### EXERCISE
All lines from the one containing "golden fur, where" to the end of the entries below must be output exactly, and no other lines.

---- TASK INPUT

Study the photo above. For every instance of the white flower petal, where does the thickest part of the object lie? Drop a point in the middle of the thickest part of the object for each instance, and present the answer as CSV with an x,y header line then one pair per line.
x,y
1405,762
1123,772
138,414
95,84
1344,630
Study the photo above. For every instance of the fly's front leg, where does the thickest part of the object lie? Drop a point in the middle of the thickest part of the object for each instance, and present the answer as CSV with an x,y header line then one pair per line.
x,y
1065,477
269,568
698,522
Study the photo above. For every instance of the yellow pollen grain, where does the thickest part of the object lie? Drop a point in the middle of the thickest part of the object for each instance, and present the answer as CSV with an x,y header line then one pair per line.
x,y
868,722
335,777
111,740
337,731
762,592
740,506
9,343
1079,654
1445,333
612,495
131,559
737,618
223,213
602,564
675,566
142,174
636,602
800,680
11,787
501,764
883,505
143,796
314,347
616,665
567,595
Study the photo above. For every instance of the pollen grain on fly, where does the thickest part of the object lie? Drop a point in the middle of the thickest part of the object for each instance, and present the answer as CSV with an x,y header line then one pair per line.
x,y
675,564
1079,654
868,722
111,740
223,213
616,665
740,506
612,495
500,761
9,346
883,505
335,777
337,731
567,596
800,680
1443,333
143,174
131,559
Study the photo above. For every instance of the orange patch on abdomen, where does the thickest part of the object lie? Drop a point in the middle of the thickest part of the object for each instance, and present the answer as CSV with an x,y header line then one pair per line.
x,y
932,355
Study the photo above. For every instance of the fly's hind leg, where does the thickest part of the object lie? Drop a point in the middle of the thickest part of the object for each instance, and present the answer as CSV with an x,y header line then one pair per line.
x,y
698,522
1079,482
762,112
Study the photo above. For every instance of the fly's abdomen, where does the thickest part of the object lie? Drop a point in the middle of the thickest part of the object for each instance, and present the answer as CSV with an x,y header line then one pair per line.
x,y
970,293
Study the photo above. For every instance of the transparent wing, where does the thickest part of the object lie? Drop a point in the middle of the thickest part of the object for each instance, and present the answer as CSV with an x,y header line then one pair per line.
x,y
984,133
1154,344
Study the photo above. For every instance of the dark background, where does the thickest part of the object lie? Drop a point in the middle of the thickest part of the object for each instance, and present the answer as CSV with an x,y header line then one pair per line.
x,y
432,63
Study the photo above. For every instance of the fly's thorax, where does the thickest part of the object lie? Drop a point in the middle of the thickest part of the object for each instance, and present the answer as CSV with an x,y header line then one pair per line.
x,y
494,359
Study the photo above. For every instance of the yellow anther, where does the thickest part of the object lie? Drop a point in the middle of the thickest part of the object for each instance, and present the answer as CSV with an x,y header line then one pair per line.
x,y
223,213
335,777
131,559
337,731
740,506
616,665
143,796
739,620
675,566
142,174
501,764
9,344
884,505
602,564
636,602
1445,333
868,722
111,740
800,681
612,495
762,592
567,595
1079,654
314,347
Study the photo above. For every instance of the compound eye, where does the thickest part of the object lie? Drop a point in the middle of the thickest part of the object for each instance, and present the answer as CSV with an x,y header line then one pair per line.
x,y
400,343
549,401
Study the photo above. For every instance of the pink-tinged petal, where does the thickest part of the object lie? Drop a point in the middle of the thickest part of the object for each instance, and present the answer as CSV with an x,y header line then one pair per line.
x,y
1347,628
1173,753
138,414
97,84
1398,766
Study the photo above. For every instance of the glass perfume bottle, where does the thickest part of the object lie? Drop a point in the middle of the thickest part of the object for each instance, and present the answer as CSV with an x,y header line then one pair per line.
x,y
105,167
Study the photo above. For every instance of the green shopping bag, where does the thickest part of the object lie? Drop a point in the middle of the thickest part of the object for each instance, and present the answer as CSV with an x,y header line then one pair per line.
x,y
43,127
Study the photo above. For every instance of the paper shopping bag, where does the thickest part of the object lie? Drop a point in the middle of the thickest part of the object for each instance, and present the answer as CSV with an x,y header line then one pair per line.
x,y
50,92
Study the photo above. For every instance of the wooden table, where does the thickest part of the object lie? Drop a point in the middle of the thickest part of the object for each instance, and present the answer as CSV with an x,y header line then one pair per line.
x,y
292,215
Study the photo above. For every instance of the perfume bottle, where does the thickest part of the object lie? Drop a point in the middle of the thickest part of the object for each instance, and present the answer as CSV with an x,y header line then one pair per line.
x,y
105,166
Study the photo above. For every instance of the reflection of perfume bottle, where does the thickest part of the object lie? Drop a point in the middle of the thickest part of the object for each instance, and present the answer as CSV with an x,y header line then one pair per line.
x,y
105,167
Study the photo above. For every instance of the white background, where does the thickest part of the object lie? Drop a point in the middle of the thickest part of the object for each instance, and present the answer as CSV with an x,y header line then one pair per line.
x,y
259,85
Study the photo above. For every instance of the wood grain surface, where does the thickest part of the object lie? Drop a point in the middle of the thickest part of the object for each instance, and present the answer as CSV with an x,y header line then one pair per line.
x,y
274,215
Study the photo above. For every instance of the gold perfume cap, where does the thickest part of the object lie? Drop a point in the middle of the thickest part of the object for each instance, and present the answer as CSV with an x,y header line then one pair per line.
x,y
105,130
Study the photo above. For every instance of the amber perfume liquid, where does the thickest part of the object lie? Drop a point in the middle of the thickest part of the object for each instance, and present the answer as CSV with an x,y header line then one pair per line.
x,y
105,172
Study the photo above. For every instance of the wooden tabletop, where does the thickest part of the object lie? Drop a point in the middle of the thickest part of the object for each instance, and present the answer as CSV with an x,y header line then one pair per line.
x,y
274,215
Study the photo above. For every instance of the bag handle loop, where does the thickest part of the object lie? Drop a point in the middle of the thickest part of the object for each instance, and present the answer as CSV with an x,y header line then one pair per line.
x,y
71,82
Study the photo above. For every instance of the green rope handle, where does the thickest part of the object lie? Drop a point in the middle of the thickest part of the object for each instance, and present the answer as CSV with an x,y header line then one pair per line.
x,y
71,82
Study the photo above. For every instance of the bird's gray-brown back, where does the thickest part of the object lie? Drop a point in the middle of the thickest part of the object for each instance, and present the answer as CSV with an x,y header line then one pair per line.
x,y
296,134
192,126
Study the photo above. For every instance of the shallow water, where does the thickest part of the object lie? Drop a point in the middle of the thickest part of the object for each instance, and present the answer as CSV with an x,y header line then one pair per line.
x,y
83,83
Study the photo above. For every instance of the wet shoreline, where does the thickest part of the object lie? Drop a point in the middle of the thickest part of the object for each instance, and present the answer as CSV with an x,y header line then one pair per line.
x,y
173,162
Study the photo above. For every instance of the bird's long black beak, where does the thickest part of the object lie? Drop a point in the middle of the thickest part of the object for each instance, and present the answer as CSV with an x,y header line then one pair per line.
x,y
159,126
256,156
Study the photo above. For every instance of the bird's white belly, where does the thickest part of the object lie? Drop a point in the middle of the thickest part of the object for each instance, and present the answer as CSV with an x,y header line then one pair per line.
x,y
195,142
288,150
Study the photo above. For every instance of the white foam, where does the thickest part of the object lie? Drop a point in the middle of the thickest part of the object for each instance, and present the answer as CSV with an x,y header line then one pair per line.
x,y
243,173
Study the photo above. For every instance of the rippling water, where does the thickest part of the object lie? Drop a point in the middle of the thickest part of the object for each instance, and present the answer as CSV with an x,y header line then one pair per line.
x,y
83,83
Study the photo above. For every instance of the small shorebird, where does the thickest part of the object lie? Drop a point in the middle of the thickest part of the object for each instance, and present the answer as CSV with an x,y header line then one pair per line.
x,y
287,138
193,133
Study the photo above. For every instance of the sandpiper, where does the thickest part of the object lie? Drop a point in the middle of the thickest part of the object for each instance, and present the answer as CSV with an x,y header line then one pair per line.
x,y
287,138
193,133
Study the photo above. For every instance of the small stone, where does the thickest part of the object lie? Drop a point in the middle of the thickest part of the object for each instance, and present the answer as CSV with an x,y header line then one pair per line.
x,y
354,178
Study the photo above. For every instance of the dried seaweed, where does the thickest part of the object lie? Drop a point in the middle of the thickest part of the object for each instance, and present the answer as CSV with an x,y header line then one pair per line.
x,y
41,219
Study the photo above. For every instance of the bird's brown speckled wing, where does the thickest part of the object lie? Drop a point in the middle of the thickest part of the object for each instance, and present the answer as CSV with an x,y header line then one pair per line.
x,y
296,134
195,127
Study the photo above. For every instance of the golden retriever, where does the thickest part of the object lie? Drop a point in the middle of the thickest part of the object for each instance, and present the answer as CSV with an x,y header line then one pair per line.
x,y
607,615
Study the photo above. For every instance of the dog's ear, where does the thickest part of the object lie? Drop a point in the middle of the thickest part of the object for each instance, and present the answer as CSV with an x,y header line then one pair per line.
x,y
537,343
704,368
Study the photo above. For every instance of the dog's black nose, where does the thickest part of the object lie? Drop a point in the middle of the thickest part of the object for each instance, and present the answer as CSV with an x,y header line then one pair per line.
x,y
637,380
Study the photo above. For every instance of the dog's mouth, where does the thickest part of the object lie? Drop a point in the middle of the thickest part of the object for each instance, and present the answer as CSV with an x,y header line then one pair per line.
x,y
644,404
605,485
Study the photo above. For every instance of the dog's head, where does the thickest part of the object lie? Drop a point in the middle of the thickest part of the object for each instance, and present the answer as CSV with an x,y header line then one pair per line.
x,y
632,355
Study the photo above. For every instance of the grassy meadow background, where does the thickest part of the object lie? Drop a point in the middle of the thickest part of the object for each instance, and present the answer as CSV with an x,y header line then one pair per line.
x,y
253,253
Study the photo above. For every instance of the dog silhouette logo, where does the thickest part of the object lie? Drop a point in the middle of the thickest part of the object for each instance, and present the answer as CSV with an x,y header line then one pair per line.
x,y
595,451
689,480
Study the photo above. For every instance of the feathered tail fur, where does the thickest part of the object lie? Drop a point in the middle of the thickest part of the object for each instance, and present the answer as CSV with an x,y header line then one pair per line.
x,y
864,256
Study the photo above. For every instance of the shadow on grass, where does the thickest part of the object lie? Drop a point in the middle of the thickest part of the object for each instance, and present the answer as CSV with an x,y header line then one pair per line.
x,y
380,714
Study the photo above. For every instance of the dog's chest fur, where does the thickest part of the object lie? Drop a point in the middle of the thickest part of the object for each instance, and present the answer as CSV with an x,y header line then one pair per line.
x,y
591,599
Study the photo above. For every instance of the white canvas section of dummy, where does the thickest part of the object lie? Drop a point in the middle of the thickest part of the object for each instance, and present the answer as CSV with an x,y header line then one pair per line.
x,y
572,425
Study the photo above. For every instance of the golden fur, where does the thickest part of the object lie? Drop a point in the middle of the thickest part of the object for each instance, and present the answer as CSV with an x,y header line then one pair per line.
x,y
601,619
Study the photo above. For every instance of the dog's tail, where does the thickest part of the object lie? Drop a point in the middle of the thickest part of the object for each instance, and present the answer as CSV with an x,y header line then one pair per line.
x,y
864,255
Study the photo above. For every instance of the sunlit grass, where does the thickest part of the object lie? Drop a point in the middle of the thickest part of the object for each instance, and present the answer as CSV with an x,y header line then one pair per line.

--------

### RESPONSE TO THIS TASK
Study the photo above. For every instance of the golden fur, where does the thickest part of the object lie? Drop a point in the middle of the thickest part of the object for each instance, and present the answer as CSV with an x,y header line then one pair per line.
x,y
601,619
Study the photo above. For every instance of the dog's tail, where does the thickest part of the object lie? Drop a point in the middle of the thickest part of the object for each instance, and present the answer as CSV with an x,y header line then one pair per line.
x,y
864,255
Study the photo above. For every instance of the sunlit grass, where does the thickest part of the object lie? Drop a point in the middle of the thickest part of the object for each instance, and present the answer as CSV with an x,y header line then one pair per line.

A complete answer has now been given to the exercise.